Task goal:
Would you return all of this data exactly, leaving nothing out?

*** Record excerpts Section Begins ***

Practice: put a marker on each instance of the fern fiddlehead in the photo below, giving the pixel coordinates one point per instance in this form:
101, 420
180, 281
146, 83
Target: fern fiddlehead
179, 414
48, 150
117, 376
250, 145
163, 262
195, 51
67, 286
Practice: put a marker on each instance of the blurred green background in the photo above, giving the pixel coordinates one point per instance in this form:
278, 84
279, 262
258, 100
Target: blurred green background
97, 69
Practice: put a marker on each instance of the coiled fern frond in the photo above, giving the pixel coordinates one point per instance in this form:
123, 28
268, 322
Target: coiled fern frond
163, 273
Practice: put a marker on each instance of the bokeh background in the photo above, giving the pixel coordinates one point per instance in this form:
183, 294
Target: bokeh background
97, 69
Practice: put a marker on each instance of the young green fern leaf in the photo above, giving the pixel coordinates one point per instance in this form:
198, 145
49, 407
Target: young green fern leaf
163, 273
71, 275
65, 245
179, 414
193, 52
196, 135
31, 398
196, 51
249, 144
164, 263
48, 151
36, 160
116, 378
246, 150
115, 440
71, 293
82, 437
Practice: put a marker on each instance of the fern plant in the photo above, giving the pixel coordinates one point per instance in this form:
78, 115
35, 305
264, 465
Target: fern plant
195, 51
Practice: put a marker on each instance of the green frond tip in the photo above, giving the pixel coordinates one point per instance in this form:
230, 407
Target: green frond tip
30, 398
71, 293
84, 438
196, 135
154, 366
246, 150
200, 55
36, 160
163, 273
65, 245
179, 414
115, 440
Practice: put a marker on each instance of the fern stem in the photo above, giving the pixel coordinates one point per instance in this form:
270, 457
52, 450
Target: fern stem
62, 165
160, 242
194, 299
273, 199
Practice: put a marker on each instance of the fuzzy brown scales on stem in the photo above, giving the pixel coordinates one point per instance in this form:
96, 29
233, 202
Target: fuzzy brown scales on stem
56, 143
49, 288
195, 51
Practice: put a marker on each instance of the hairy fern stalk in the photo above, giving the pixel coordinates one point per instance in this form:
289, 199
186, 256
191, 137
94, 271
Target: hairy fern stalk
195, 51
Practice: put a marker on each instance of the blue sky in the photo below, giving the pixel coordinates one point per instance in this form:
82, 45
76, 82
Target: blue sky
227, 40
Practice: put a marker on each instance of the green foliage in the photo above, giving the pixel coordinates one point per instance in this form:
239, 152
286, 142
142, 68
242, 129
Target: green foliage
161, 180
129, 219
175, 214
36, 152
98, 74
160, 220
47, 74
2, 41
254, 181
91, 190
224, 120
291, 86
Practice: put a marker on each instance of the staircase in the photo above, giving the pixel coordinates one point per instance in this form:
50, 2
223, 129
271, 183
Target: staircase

*** Record excerpts Section Ends ***

Solution for this problem:
Practice: put a marker on each instance of the fern fiddlehead in the photo below, giving the pixel coordinates one point per instance in this form:
101, 420
180, 281
146, 83
Target: fern fiddlehead
179, 414
48, 150
117, 376
250, 145
163, 262
195, 51
67, 286
Practice: put a marker on each instance of the blurred green background in the photo above, giving the pixel coordinates one point per instance in this form:
278, 84
279, 262
258, 100
Target: blurred green background
97, 69
Practice: put a marker on each instance of the coiled fern frond in the photo above, giving the pixel coordinates one point per instance in this form:
123, 28
268, 322
Target: coiled fern frond
163, 273
Practice: put a marker on each instance of the bokeh background in the photo above, giving the pixel coordinates one point per instance in this form:
183, 294
Target: bokeh background
97, 69
Practice: put a marker on each instance of the young green fern leaf in the photo above, giving the pixel coordinates one point per instance in this form:
198, 145
49, 407
Target: young green fern leaf
163, 273
71, 275
65, 245
179, 414
193, 52
196, 135
31, 398
196, 51
249, 144
164, 263
48, 151
36, 160
116, 378
246, 150
115, 440
71, 293
82, 437
Practice: put a marker on each instance of the fern plant in the photo above, giving the pixel coordinates one point per instance in this form:
78, 115
35, 305
264, 465
Target: fern plant
195, 51
Practice: put a marker on each instance of the green frond tip in the photo above, giving the pixel coordinates one point per instance in this form:
230, 407
Target: green frond tip
30, 398
71, 293
84, 438
196, 135
154, 366
246, 150
200, 55
36, 160
163, 273
65, 245
179, 414
115, 440
Practice: put a marker on each instance of the fern stem in the photo above, giving the pixel coordinates one point per instance in this form:
270, 457
52, 450
Target: fern stem
62, 165
160, 242
194, 299
273, 199
Practice: put a marker on each instance of the fuzzy brown scales on stem in the photo above, giving the pixel coordinates one point per instance in this form:
96, 29
233, 202
Target: fuzzy brown scales on stem
56, 143
49, 288
195, 51
Practice: put a marker on each instance of the hairy fern stalk in the photo above, giving the pixel coordinates one point per instance in this form:
289, 199
186, 256
191, 137
94, 271
Target: hairy fern stalk
195, 51
Practice: put a marker on each instance of the blue sky in the photo below, giving the pixel coordinates one point per instance in this form:
82, 45
76, 82
Target: blue sky
227, 40
Practice: put a marker on each instance of the green foliage in the photo above, giving the pixel coordinates one point per instance in this form:
239, 152
286, 142
142, 68
242, 129
Target: green foliage
161, 180
129, 219
175, 214
36, 152
98, 74
160, 220
47, 74
2, 41
254, 181
91, 190
224, 120
291, 86
Practice: put a marker on each instance of the staircase in the photo above, giving the pixel coordinates one point per instance in this form:
50, 2
223, 129
271, 183
Target: staircase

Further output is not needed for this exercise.